- _FRAGMENTO DEL DOCUMENTO_:
________________________________________
Jesús A. Salmerón Giménez
Leer bien es
uno de los mayores placeres que puede proporcionar la soledad, porque, al menos
en mi experiencia, es el placer más curativo. Lo devuelve a uno a la otredad,
sea la de uno mismo, la de los amigos o la de quienes pueden llegar a serlo.
Harold
Bloom
Se lee por el esplendor,
como nos enseñó Emerson, y esa
prodigiosa cualidad es la que he encontrado, a lo largo de este 2016, que, ay, raudo
termina, en estos libros de los que traigo aquí noticia y reseño sucintamente:
a veces, solo han sido esquirlas de belleza –acaso un brillo fugaz-, que han
saltado desde el fondo de una historia o de la magnificencia de la prosa, pero
que han bastado para herirme como espadas de
dulzura en la noche, o meterse dentro de mi cabeza y acompañarme durante
el día, deliciosamente, como un viejo amigo con el que mantenemos la más libre
de las conversaciones. Aquí los tienes, amiga/amigo, comentados como mejor he
sabido, pero siempre de forma sincera e intentando comunicarte la experiencia,
la inefable emoción que produce la lectura de los buenos libros.
________________________________________
Entradas de anotación de contornos

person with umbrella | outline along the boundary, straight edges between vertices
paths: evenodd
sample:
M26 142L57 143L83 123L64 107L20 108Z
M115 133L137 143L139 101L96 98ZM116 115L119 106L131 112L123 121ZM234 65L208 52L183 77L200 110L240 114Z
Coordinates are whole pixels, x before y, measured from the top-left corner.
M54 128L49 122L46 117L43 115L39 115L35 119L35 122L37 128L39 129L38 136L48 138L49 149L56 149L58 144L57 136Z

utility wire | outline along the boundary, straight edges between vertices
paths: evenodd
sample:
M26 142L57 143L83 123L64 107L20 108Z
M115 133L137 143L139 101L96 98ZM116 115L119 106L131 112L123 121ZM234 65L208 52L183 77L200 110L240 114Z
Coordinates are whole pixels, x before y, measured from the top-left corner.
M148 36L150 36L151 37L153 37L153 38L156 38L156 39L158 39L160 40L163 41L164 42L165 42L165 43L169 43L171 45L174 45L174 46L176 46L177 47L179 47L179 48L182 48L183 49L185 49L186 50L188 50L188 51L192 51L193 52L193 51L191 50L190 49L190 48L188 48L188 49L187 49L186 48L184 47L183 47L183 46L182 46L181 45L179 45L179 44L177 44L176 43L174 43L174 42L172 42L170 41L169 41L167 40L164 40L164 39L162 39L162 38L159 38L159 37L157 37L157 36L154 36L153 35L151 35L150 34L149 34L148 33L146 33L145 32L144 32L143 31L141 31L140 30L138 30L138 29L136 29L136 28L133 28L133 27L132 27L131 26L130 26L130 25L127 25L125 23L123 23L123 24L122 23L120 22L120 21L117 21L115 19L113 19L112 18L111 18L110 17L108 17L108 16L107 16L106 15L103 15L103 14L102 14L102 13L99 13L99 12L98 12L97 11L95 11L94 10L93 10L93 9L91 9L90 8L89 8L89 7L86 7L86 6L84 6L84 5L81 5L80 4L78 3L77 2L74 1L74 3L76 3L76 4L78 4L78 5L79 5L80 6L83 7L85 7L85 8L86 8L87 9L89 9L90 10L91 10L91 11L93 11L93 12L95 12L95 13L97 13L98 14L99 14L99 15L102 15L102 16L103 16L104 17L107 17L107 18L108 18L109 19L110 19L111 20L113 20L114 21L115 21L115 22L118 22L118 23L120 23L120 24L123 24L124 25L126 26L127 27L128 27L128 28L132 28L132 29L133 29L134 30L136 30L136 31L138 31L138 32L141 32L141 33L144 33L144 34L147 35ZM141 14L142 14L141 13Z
________________________________________
- _TRABAJO REQUERIDO_:
1. Transcribe sin cambios el pasaje del texto sobre la lectura que comienza en las palabras "Jesús A. Salmerón" y termina tras "llegar a serlo.".
2. Prolonga el texto sobre la lectura a partir de su última oración.

- _RESPUESTAS_:
1.
Jesús A. Salmerón Giménez
Leer bien es
uno de los mayores placeres que puede proporcionar la soledad, porque, al menos
en mi experiencia, es el placer más curativo. Lo devuelve a uno a la otredad,
sea la de uno mismo, la de los amigos o la de quienes pueden llegar a serlo.

2.
* Quemar
los días, James Salter. Otro
hermoso libro sobre el oficio de vivir, que nos conmueve desde una narración
sigilosa, aparentemente átona, casi distante, que despega suavemente y, sin
previo aviso, alcanza el vuelo majestuoso de la prosa elegante y adictiva del
gran Salter: se sublima y convierte
en un bisturí afilado, preciso, destinado a desvelar su propia alma hasta los extremos más delicados del pudor. Como
si sobrevolara por encima de ella (con deslumbrante inteligencia y honestidad),
nos cuenta una vida pletórica de glamur y talento: militar en West Point,
piloto de aviones de caza, viaja por todo el mundo, se acuesta con las mujeres
más hermosas e interesantes, conoce a los tipos más duros, se bebe todo el
whisky de USA y los viñedos de su amada Francia. Conoció a William Faulkner, Jack
Keruoac, el general McArthur, Saint Exupéry, Bernard Shaw o Robert
Redford... Pero también da voz y rememora –tener
memoria sólo de uno mismo es como venerar una mota de polvo– a multitud
de héroes y perdedores anónimos.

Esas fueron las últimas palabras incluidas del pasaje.